Text:
++++++++++

2 min read

The Smoking Lesion Doesn't Really Distinguish EDT from CDT

Context:
Causal Decision Theory (CDT) = Choose the action that cause the best expected outcome
Evidential Decision Theory (EDT) = Choose the action that is the best evidence of best expected outcome

In Does Dissolving Newcomb's Problem Matter I wrote a bit about decision theory. Specifically I mentioned the smoking lesion case as one where evidential decision theory fails because it gives the wrong answer. On reflection, I'm not sure that's correct and I should probably start using a different example when trying to show the flaws of EDT.

++++++++++

Problem:
List every decision theory and every decision problem that the text names. The records that come next are separate material and are not part of the text.

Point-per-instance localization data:
++++++++++

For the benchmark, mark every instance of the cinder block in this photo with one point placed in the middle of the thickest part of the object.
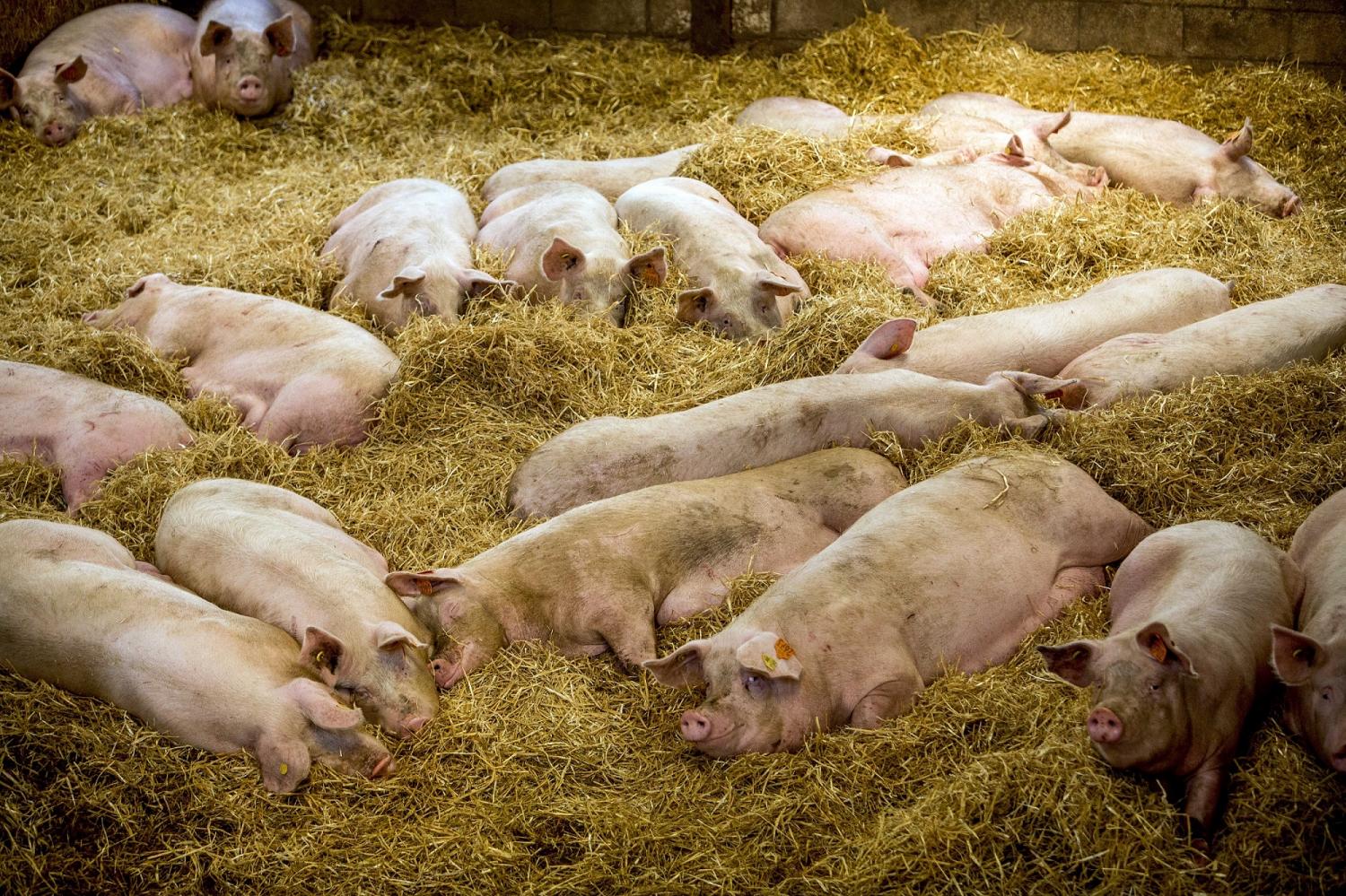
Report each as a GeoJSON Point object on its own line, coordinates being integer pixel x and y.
{"type": "Point", "coordinates": [517, 13]}
{"type": "Point", "coordinates": [923, 18]}
{"type": "Point", "coordinates": [1132, 27]}
{"type": "Point", "coordinates": [1236, 34]}
{"type": "Point", "coordinates": [608, 16]}
{"type": "Point", "coordinates": [1044, 24]}
{"type": "Point", "coordinates": [670, 18]}
{"type": "Point", "coordinates": [416, 11]}
{"type": "Point", "coordinates": [813, 16]}
{"type": "Point", "coordinates": [1318, 38]}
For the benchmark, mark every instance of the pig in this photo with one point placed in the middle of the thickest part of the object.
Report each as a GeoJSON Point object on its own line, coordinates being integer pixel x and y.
{"type": "Point", "coordinates": [245, 53]}
{"type": "Point", "coordinates": [745, 290]}
{"type": "Point", "coordinates": [112, 61]}
{"type": "Point", "coordinates": [611, 177]}
{"type": "Point", "coordinates": [406, 249]}
{"type": "Point", "coordinates": [1159, 158]}
{"type": "Point", "coordinates": [1044, 338]}
{"type": "Point", "coordinates": [603, 576]}
{"type": "Point", "coordinates": [563, 242]}
{"type": "Point", "coordinates": [81, 427]}
{"type": "Point", "coordinates": [268, 553]}
{"type": "Point", "coordinates": [80, 613]}
{"type": "Point", "coordinates": [1174, 683]}
{"type": "Point", "coordinates": [611, 455]}
{"type": "Point", "coordinates": [299, 377]}
{"type": "Point", "coordinates": [1313, 659]}
{"type": "Point", "coordinates": [906, 218]}
{"type": "Point", "coordinates": [858, 631]}
{"type": "Point", "coordinates": [950, 134]}
{"type": "Point", "coordinates": [1265, 335]}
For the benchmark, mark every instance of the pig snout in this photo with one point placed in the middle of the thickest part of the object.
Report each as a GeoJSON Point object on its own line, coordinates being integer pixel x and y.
{"type": "Point", "coordinates": [249, 88]}
{"type": "Point", "coordinates": [1104, 726]}
{"type": "Point", "coordinates": [695, 726]}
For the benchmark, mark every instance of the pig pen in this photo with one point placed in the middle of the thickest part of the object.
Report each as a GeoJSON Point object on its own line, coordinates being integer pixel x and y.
{"type": "Point", "coordinates": [546, 774]}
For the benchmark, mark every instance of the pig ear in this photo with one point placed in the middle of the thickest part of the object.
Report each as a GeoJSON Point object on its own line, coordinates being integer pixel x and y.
{"type": "Point", "coordinates": [1030, 384]}
{"type": "Point", "coordinates": [683, 667]}
{"type": "Point", "coordinates": [1240, 143]}
{"type": "Point", "coordinates": [890, 158]}
{"type": "Point", "coordinates": [389, 635]}
{"type": "Point", "coordinates": [769, 654]}
{"type": "Point", "coordinates": [695, 304]}
{"type": "Point", "coordinates": [8, 89]}
{"type": "Point", "coordinates": [1049, 126]}
{"type": "Point", "coordinates": [320, 650]}
{"type": "Point", "coordinates": [1295, 656]}
{"type": "Point", "coordinates": [406, 283]}
{"type": "Point", "coordinates": [73, 70]}
{"type": "Point", "coordinates": [320, 707]}
{"type": "Point", "coordinates": [1071, 662]}
{"type": "Point", "coordinates": [888, 339]}
{"type": "Point", "coordinates": [214, 37]}
{"type": "Point", "coordinates": [1155, 640]}
{"type": "Point", "coordinates": [562, 258]}
{"type": "Point", "coordinates": [478, 283]}
{"type": "Point", "coordinates": [280, 35]}
{"type": "Point", "coordinates": [649, 266]}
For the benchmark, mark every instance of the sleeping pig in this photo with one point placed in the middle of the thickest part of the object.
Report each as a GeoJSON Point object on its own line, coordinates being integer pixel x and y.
{"type": "Point", "coordinates": [78, 611]}
{"type": "Point", "coordinates": [112, 61]}
{"type": "Point", "coordinates": [1264, 335]}
{"type": "Point", "coordinates": [603, 576]}
{"type": "Point", "coordinates": [1313, 659]}
{"type": "Point", "coordinates": [406, 249]}
{"type": "Point", "coordinates": [743, 290]}
{"type": "Point", "coordinates": [81, 427]}
{"type": "Point", "coordinates": [1174, 683]}
{"type": "Point", "coordinates": [563, 242]}
{"type": "Point", "coordinates": [610, 455]}
{"type": "Point", "coordinates": [956, 570]}
{"type": "Point", "coordinates": [268, 553]}
{"type": "Point", "coordinates": [299, 377]}
{"type": "Point", "coordinates": [1044, 338]}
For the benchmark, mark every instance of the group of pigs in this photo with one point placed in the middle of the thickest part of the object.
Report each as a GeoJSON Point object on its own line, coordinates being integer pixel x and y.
{"type": "Point", "coordinates": [132, 56]}
{"type": "Point", "coordinates": [310, 635]}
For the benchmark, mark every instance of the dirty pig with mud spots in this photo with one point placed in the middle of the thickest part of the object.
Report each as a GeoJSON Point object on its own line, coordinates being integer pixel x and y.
{"type": "Point", "coordinates": [602, 576]}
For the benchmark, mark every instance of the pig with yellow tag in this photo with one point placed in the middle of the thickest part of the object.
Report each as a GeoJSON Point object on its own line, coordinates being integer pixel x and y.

++++++++++

Answer to the problem:
Decision theories:
- Causal Decision Theory (CDT)
- Evidential Decision Theory (EDT)

Decision problems:
- Newcomb's Problem
- The smoking lesion case